EXERCISE TASK ::
From the article below on the Supreme Court's Title VII ruling, reproduce word for word the portion starting with "The decision was" and going on through "would be transitioning.".
--- begin DOCUMENT ---
By James W. Carroll, Jr., Esquire and Noah R. Jordan, Esquire

On June 15, 2020 the United States Supreme Court held, in a landmark decision, that the prohibition against workplace discrimination on the basis of sex under Title VII of the Civil Rights Act of 1964 protects employees from discrimination based on their sexual orientation and gender identity.   This issue had created a split among the Federal Courts throughout the country, with some courts reaching the same ruling as the Supreme Court ultimately did, while others had ruled that Title VII does not provide those protections.  Some jurisdictions previously had specifically provided these protections legislatively in local ordinances, including Allegheny County and the City of Pittsburgh.  Until the Supreme Court issued its ruling, however, there was no state or federal protection in Pennsylvania for LGBTQ employees.

The decision was issued in response to three separate cases. In Bostock v. Clayton County, Georgia a child welfare services coordinator employed by Clayton County alleged that he was fired because he is gay.  In a similar case, Altitude Express v. Zarda, a skydiving instructor also filed suit claiming that his termination was because of his sexual orientation.  The third case covered by the decision, R.G. & G.R. Harris Funeral Homes v. EEOC, was brought by a transgender woman who was fired after informing her employer that she would be transitioning.
--- end DOCUMENT ---
--- begin GIVEN INFORMATION ---
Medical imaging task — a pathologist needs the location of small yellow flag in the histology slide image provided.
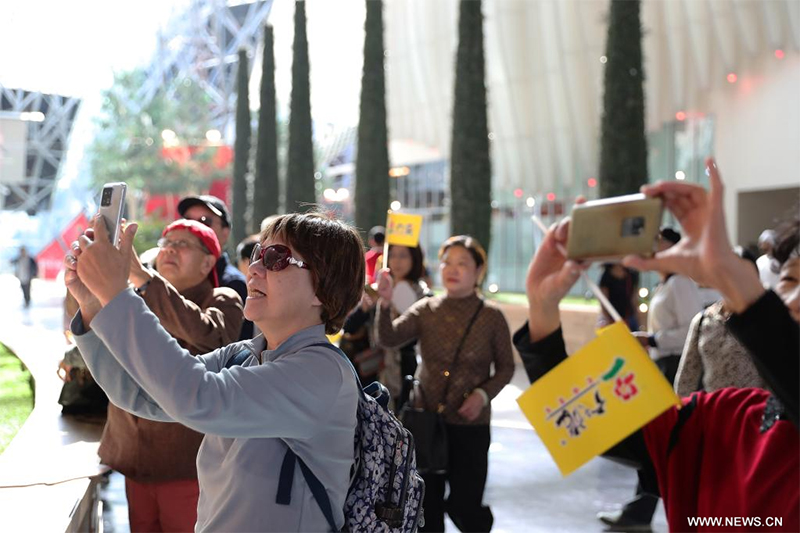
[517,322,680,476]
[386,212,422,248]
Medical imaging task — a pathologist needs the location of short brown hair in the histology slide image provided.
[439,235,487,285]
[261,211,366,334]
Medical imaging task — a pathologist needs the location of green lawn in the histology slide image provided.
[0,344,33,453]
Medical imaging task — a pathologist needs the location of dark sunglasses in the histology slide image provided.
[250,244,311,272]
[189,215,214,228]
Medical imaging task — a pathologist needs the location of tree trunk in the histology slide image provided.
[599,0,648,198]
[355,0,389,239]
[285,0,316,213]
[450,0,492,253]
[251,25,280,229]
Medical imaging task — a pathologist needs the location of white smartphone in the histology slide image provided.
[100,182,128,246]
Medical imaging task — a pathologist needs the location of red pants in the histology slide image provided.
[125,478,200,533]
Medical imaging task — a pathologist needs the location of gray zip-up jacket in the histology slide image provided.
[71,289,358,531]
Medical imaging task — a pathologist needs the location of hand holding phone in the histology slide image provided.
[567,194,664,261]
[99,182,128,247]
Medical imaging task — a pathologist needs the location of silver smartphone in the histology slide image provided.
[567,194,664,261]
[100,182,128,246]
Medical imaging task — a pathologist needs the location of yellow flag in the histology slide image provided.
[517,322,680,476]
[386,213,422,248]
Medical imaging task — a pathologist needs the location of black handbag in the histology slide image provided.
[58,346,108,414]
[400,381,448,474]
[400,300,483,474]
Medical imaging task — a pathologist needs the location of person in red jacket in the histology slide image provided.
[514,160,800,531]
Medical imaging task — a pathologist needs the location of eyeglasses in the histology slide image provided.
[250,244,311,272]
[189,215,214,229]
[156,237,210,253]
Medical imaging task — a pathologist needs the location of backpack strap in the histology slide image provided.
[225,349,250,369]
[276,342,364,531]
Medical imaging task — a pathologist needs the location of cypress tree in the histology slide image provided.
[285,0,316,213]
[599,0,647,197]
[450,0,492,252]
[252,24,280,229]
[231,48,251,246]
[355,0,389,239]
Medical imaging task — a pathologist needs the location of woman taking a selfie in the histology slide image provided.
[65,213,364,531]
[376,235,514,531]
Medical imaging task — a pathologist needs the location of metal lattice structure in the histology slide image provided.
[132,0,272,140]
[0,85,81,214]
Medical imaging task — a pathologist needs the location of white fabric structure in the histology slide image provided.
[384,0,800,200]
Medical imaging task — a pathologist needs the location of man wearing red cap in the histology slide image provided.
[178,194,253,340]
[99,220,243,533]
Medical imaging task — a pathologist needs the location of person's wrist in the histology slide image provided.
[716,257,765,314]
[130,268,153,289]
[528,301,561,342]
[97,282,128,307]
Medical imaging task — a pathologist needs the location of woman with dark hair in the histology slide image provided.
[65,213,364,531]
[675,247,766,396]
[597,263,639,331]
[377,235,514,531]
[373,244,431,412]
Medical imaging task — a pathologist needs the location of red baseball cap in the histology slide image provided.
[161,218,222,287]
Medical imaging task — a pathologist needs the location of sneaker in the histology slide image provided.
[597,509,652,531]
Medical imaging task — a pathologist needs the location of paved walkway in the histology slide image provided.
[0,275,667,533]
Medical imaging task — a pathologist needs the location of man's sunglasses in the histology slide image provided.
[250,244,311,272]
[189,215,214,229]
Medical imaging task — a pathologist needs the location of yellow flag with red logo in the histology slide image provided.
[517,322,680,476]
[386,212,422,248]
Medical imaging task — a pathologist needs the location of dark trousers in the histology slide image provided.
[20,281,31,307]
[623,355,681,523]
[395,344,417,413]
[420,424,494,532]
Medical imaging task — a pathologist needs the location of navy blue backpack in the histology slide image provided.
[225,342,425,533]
--- end GIVEN INFORMATION ---
--- begin GIVEN INFORMATION ---
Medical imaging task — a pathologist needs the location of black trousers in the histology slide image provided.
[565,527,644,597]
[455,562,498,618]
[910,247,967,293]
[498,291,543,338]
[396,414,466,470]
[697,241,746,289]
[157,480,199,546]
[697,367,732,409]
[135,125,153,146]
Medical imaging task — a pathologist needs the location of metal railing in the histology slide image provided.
--- end GIVEN INFORMATION ---
RESULT FOR THIS EXERCISE ::
The decision was issued in response to three separate cases. In Bostock v. Clayton County, Georgia a child welfare services coordinator employed by Clayton County alleged that he was fired because he is gay.  In a similar case, Altitude Express v. Zarda, a skydiving instructor also filed suit claiming that his termination was because of his sexual orientation.  The third case covered by the decision, R.G. & G.R. Harris Funeral Homes v. EEOC, was brought by a transgender woman who was fired after informing her employer that she would be transitioning.